▶ _GIVEN REQUEST_: Print the entries below word for word, but leave out the pictures.

▶ _Collected data entries_:
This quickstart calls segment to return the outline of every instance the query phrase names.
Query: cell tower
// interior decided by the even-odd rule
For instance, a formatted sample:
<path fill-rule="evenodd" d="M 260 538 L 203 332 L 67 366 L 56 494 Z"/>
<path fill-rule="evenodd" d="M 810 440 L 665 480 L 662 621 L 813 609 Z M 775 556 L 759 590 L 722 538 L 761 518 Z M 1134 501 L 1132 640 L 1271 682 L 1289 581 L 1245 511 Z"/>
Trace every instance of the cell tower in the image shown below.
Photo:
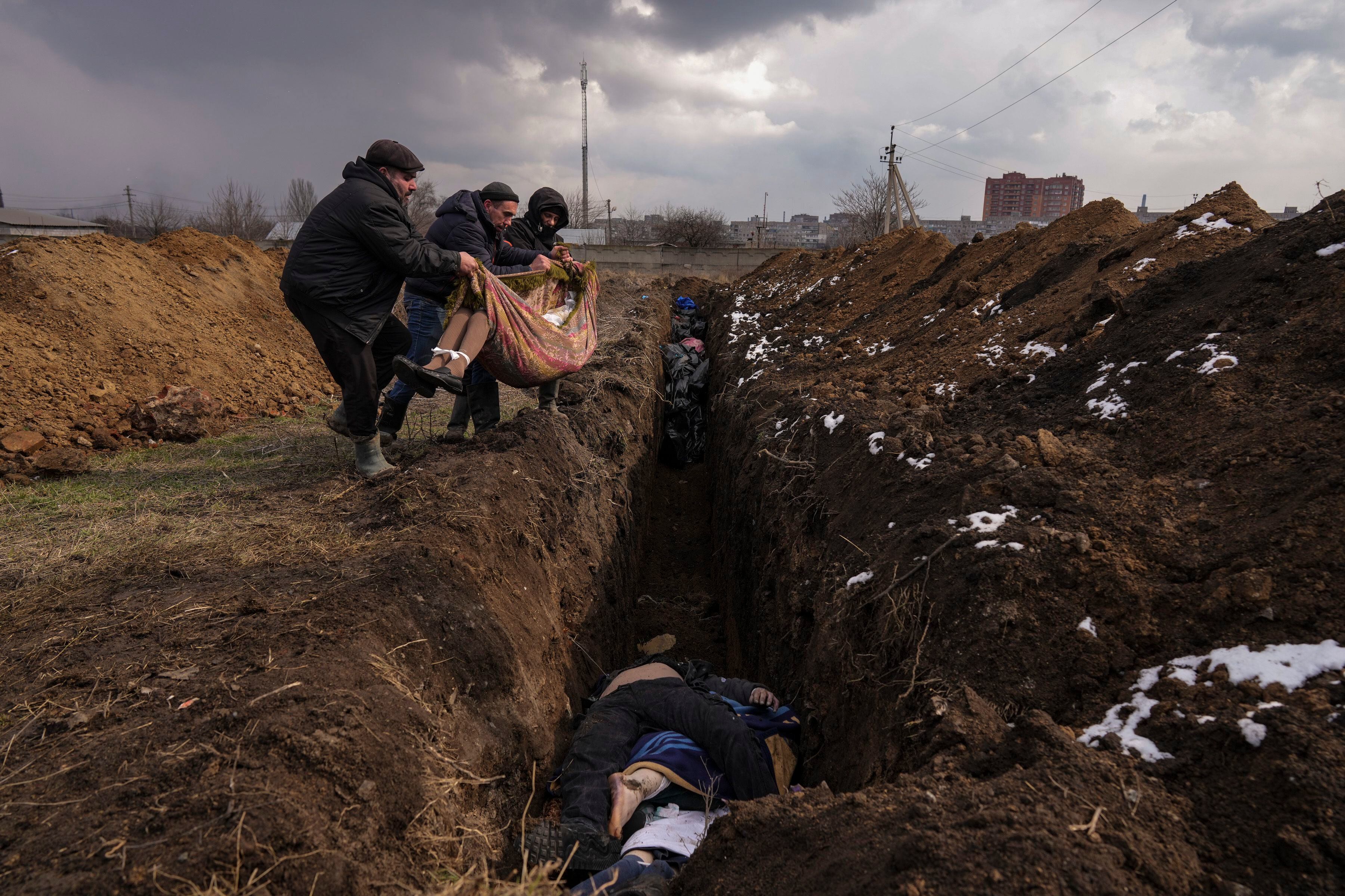
<path fill-rule="evenodd" d="M 580 102 L 582 105 L 582 120 L 584 120 L 584 142 L 582 142 L 582 161 L 584 161 L 584 191 L 580 201 L 584 203 L 584 211 L 580 214 L 580 227 L 588 227 L 588 59 L 580 63 Z"/>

▶ _ANSWER TO THIS TASK_:
This quickstart calls segment to return the outline of every instance the query phrase names.
Query: cell tower
// interior decided by the even-odd rule
For instance, a formatted sample:
<path fill-rule="evenodd" d="M 260 538 L 203 332 L 67 366 L 56 494 Z"/>
<path fill-rule="evenodd" d="M 810 440 L 665 480 L 662 621 L 813 609 Z M 775 556 L 759 590 L 722 538 L 761 518 Z M 1134 501 L 1132 640 L 1271 682 L 1289 581 L 1245 511 Z"/>
Trace every instance of the cell tower in the image shown below.
Photo:
<path fill-rule="evenodd" d="M 580 102 L 582 105 L 582 120 L 584 120 L 584 142 L 582 142 L 582 161 L 584 161 L 584 191 L 580 201 L 584 203 L 584 211 L 580 214 L 580 227 L 588 227 L 588 59 L 580 63 Z"/>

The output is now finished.